**WHAT THE TASK ASKS**. From the line with "Locate every instance" onward, reproduce each line of the entries exactly, ending at the last one, and add nothing.

----- MATERIAL FOR THE TASK

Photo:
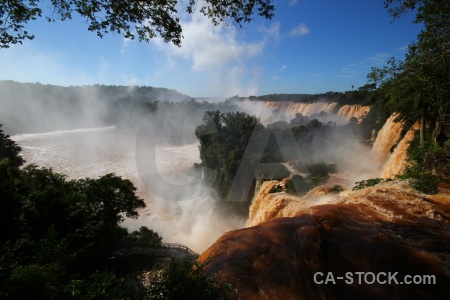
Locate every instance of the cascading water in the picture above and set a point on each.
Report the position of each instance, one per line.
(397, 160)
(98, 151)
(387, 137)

----------

**ANSWER FOR THE TASK**.
Locate every instance of the cascading water in the picture above and set a point on each.
Report the position of each instance, one per line.
(397, 160)
(98, 151)
(387, 137)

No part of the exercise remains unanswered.